◆ Provided entries
──────────────────────────────

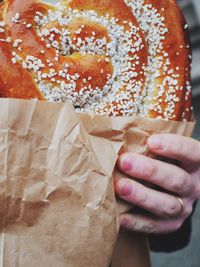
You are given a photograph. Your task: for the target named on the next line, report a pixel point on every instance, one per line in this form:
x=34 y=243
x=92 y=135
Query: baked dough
x=111 y=57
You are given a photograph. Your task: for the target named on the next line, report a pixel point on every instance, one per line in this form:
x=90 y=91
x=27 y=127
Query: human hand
x=167 y=210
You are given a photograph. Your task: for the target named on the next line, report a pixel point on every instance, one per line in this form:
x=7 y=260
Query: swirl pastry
x=114 y=57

──────────────────────────────

◆ Set task
Retype all of the rows above word for word, leaving out the pictures.

◆ Answer to the problem
You are given a photograph. Your task: for the target named on the next line, report a pixel point on every instance, one per line in this form:
x=34 y=243
x=92 y=135
Query: baked dough
x=111 y=57
You are given a photograph. Your task: for the target named on the next line, report a pixel point on every instance, one per line in this form:
x=90 y=91
x=27 y=127
Query: human hand
x=167 y=210
You are given a photograph. Your task: for the target named on the next line, report a pixel point on every instance, one per line in this form:
x=7 y=260
Query: swirl pastry
x=114 y=57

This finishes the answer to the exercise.